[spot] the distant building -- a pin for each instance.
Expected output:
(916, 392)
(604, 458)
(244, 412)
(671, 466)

━━━

The required answer is the complete data, repeated exactly.

● **Reply to the exercise**:
[spot] the distant building -- a pin for each instance.
Expected output:
(916, 392)
(604, 458)
(244, 412)
(671, 466)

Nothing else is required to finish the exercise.